--- Data ---

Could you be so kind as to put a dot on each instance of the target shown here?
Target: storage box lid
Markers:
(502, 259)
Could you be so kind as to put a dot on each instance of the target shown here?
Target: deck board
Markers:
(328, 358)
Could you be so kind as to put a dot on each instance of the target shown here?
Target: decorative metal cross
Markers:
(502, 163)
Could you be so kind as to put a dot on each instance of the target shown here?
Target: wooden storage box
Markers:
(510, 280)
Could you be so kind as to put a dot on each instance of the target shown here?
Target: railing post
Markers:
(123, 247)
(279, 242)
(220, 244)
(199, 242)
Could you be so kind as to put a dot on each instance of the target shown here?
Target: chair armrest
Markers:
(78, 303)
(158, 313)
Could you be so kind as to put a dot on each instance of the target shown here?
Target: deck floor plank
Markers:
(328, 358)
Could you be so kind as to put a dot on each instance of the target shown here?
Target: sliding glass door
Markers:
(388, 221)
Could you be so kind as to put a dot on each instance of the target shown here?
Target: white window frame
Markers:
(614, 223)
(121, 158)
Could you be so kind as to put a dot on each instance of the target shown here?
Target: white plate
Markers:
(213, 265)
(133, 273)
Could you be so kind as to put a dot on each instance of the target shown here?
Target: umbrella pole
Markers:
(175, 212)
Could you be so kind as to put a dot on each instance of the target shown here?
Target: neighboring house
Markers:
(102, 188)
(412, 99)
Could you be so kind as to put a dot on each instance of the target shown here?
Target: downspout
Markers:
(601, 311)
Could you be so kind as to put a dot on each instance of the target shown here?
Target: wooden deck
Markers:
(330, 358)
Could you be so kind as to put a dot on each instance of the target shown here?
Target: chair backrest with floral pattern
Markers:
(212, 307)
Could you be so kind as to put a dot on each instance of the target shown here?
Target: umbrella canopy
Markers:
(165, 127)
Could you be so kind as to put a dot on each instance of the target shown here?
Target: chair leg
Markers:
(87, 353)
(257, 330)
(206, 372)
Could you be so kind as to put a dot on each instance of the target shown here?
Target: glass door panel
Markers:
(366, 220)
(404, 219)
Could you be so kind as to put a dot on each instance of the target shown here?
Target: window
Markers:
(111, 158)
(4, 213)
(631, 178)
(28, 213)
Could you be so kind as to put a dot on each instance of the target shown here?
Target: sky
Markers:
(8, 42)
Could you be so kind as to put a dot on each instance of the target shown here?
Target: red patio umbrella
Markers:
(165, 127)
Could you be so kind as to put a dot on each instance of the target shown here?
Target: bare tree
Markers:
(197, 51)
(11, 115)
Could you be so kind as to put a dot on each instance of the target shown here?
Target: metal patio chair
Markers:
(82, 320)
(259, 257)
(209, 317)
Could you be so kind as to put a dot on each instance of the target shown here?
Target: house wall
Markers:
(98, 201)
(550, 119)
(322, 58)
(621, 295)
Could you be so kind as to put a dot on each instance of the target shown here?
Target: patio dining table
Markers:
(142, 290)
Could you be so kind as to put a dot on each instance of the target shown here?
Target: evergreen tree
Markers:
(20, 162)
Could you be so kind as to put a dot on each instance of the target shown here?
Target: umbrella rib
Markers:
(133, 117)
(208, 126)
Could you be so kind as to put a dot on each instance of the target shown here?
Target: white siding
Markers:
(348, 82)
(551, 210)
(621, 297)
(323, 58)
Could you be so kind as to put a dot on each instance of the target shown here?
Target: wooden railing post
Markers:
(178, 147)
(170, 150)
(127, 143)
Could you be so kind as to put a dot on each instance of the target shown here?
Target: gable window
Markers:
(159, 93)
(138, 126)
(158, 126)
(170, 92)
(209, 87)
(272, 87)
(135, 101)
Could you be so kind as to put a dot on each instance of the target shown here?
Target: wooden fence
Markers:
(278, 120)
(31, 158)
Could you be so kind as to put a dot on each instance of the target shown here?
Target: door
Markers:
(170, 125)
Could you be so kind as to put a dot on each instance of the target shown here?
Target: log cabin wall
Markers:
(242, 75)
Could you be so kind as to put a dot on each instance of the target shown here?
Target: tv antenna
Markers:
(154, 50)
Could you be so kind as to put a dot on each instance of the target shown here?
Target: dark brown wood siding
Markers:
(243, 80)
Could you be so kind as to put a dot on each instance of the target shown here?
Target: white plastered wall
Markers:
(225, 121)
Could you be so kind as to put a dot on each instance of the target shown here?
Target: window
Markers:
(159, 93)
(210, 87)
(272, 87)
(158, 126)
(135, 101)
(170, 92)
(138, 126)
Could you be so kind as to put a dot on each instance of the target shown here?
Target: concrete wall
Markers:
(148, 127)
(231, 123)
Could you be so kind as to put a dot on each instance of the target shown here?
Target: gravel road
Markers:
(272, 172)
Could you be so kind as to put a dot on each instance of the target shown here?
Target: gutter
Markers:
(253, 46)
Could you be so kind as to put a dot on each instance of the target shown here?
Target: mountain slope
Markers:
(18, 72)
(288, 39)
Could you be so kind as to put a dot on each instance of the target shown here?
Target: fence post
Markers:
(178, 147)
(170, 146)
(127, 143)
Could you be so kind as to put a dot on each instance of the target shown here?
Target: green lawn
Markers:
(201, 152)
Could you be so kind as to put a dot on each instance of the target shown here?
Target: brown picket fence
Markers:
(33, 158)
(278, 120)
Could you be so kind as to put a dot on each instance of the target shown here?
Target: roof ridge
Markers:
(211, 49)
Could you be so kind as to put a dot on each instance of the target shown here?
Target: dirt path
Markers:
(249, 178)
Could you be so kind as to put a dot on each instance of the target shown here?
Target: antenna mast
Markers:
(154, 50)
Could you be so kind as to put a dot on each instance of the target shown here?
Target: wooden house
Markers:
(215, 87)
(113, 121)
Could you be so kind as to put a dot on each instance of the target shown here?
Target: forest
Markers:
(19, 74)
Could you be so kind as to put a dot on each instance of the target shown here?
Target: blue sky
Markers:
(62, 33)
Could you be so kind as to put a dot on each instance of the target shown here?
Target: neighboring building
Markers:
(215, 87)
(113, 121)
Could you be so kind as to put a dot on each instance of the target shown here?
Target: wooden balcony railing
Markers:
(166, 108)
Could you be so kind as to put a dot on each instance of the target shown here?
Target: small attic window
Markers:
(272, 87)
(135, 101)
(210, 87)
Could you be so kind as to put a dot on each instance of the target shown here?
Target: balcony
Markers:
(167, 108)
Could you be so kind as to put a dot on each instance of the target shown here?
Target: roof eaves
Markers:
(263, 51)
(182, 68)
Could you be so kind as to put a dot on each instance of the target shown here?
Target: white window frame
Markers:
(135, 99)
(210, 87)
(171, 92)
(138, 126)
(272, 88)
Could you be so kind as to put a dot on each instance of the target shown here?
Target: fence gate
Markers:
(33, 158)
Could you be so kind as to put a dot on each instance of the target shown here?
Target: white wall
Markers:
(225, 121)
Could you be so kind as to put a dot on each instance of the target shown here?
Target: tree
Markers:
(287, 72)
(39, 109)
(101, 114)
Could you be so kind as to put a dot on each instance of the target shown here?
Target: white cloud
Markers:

---

Direction
Extract every line from the records above that contains the word "white".

Answer
Target: white window frame
Target: white plate
Target: white siding
Target: white plastered wall
Target: white window frame
Target: white wall
Target: white cloud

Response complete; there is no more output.